- _Exercise input_
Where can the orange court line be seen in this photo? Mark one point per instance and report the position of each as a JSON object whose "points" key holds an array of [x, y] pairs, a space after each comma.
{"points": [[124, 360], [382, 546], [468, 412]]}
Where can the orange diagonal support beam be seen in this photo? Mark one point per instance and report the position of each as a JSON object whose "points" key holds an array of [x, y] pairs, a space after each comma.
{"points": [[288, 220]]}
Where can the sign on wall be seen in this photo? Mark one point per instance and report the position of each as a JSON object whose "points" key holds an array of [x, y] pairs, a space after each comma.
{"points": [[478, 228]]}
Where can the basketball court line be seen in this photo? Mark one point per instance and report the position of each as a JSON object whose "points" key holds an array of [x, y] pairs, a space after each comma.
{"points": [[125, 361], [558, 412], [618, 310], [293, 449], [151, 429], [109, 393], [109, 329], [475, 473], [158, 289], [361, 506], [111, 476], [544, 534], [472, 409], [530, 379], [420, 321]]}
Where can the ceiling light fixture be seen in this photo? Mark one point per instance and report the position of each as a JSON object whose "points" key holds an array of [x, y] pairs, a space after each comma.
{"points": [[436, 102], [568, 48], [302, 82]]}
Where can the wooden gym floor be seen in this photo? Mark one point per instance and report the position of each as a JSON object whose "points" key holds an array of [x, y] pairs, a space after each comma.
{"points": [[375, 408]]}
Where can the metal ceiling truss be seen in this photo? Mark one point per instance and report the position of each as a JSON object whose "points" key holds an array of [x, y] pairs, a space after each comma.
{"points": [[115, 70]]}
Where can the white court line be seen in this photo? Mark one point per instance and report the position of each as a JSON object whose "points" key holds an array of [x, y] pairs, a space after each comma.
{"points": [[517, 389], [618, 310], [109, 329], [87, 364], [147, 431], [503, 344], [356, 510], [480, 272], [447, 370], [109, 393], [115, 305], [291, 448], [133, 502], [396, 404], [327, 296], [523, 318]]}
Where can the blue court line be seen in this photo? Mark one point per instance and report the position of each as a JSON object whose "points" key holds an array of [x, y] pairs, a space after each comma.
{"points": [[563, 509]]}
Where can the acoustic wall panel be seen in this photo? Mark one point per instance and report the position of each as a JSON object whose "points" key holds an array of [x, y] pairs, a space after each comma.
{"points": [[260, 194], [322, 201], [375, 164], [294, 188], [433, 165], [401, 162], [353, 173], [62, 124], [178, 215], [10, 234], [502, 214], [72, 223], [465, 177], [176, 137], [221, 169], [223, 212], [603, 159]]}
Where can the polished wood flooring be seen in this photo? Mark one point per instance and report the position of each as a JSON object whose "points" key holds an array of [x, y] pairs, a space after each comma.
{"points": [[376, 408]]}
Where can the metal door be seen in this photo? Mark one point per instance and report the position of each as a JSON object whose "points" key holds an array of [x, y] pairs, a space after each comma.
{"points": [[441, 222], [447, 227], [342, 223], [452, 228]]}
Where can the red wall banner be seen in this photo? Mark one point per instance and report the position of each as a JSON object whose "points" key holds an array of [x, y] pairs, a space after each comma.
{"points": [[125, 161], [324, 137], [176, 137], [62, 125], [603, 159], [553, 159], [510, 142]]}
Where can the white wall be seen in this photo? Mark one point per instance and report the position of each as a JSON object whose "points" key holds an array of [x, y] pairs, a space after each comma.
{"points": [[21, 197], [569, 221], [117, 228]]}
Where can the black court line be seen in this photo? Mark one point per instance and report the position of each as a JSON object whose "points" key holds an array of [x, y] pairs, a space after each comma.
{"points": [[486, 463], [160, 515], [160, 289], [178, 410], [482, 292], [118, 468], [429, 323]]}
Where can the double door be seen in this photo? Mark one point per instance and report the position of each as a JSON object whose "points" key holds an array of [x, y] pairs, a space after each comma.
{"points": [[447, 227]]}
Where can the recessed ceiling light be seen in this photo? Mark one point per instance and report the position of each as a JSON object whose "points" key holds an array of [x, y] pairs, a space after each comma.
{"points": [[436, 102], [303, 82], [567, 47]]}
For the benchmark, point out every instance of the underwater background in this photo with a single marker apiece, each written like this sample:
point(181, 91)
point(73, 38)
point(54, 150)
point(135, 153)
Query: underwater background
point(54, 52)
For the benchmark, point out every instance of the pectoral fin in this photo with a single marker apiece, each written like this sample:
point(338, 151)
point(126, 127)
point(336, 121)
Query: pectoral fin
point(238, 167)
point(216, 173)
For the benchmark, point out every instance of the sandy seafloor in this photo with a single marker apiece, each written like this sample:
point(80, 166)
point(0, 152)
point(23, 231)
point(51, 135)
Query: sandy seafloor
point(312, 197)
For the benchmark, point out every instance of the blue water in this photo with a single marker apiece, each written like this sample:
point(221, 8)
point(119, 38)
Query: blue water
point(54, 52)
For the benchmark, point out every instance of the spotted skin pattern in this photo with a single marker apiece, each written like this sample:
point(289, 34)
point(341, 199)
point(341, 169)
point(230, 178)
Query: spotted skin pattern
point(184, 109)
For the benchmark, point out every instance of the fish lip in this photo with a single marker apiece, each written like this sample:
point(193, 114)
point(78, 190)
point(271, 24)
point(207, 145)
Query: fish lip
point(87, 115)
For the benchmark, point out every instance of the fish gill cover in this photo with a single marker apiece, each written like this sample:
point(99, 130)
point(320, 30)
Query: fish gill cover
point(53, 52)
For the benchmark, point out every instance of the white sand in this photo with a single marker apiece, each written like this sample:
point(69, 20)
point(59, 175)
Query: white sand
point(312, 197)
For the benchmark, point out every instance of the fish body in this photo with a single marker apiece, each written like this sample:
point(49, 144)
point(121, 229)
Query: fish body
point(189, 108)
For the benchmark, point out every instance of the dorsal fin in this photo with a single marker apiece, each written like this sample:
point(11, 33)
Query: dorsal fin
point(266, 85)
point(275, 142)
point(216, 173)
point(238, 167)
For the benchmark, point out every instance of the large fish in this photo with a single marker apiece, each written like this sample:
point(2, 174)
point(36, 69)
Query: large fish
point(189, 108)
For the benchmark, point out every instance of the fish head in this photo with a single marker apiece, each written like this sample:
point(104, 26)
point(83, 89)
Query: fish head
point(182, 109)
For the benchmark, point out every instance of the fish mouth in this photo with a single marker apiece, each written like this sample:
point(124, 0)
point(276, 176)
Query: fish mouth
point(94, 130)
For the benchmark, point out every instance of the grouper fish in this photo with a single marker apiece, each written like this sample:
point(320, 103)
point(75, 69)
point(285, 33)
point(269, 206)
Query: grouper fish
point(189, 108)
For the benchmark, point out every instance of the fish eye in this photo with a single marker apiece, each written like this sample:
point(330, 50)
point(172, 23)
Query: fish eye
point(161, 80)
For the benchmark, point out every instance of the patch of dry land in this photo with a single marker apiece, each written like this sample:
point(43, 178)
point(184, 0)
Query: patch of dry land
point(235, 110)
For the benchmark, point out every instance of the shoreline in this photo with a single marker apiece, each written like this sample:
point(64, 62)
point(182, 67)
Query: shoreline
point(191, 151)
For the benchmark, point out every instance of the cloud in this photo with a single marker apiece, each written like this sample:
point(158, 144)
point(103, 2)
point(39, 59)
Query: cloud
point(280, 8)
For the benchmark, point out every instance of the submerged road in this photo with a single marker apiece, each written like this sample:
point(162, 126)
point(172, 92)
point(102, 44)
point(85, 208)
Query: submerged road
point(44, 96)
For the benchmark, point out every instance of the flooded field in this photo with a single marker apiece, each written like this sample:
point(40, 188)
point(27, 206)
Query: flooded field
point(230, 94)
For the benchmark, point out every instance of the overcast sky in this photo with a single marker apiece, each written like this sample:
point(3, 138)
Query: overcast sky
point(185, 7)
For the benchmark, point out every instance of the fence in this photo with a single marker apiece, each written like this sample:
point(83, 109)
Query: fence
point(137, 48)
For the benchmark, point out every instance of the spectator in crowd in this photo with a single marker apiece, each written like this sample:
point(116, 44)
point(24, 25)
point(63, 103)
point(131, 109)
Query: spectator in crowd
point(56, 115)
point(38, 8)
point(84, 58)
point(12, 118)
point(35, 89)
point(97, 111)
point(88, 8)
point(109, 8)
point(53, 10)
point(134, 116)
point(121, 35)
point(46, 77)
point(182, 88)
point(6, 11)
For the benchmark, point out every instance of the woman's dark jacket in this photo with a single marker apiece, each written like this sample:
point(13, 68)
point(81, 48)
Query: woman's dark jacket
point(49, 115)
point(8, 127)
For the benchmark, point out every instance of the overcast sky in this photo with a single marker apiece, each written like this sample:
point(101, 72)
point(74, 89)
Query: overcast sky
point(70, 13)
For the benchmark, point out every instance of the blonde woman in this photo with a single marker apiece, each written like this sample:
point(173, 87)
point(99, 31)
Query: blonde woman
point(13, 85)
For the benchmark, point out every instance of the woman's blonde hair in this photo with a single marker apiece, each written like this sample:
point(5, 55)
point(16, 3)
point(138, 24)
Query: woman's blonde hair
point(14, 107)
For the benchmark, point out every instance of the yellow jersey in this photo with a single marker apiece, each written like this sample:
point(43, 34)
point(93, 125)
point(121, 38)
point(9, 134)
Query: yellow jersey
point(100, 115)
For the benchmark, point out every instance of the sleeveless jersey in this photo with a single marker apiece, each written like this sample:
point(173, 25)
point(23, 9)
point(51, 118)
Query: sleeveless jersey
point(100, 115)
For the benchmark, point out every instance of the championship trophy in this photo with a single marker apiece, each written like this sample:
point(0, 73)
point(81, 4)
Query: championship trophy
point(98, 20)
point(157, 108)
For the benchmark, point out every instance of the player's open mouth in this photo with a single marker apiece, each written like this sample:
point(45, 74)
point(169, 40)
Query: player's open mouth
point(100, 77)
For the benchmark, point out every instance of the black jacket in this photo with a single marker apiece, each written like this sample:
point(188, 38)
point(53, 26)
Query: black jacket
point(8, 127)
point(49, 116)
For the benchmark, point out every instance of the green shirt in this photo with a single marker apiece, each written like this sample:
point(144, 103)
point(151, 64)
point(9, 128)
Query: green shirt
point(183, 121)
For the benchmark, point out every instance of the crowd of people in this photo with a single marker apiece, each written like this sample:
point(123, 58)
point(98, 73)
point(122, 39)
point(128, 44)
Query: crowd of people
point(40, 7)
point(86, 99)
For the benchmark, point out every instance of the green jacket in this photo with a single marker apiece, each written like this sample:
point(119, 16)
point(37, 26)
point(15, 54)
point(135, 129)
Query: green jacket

- _Exercise_
Update the entries from the line containing "For the benchmark, point out every instance of the shoreline" through the line containing "point(280, 8)" by replacing "cloud" with "rain cloud", leaving everything else unchanged.

- _Exercise answer_
For the benchmark, point out every instance of the shoreline in this photo with a single marker apiece, each written like this sample:
point(64, 62)
point(182, 67)
Query: shoreline
point(191, 151)
For the benchmark, point out every instance of the rain cloud in this photo with a single marker apiece, each written like this sample:
point(158, 144)
point(103, 2)
point(39, 59)
Query: rain cloud
point(280, 8)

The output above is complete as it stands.